>>>>
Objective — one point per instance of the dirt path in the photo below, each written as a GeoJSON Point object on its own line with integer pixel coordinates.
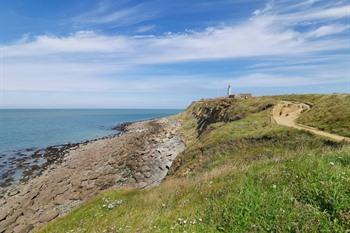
{"type": "Point", "coordinates": [285, 113]}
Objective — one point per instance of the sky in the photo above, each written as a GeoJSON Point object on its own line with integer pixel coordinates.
{"type": "Point", "coordinates": [165, 53]}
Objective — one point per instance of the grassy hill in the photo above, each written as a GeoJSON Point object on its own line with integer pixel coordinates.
{"type": "Point", "coordinates": [240, 173]}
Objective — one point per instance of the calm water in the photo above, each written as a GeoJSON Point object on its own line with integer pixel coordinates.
{"type": "Point", "coordinates": [21, 129]}
{"type": "Point", "coordinates": [24, 131]}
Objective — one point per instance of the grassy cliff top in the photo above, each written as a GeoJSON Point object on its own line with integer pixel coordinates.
{"type": "Point", "coordinates": [243, 173]}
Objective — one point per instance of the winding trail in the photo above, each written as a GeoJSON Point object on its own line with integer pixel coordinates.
{"type": "Point", "coordinates": [286, 112]}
<<<<
▸ What the exercise asks: Reproduce the whole of the data, word for word, and omit its pictures.

▸ Task response:
Objective — one point per instance of the dirt path in the photo below, each written as a GeoJSON Point object on its own line with integer pixel coordinates.
{"type": "Point", "coordinates": [285, 113]}
Objective — one point per instance of the sky in the photo above, each written as a GeoJSON Point object on its own line with integer pixel coordinates.
{"type": "Point", "coordinates": [165, 53]}
Objective — one point per instance of the grassy hill in the photo above, each written as a GeoJSON Point object on its own line with integer pixel coordinates.
{"type": "Point", "coordinates": [240, 173]}
Objective — one point per instance of the calm water in the photo above, each written as a GeoJSON Point object on its own line with integer pixel coordinates.
{"type": "Point", "coordinates": [21, 129]}
{"type": "Point", "coordinates": [24, 131]}
Objective — one point per instance of the grassy cliff top in the photo above, each written as a GeoJSON Point object on its own line with integer pixel coordinates.
{"type": "Point", "coordinates": [243, 173]}
Objective — one point per instance of the winding trail in the photo above, each written as a GeoJSON Point object on its own line with integer pixel coordinates.
{"type": "Point", "coordinates": [286, 112]}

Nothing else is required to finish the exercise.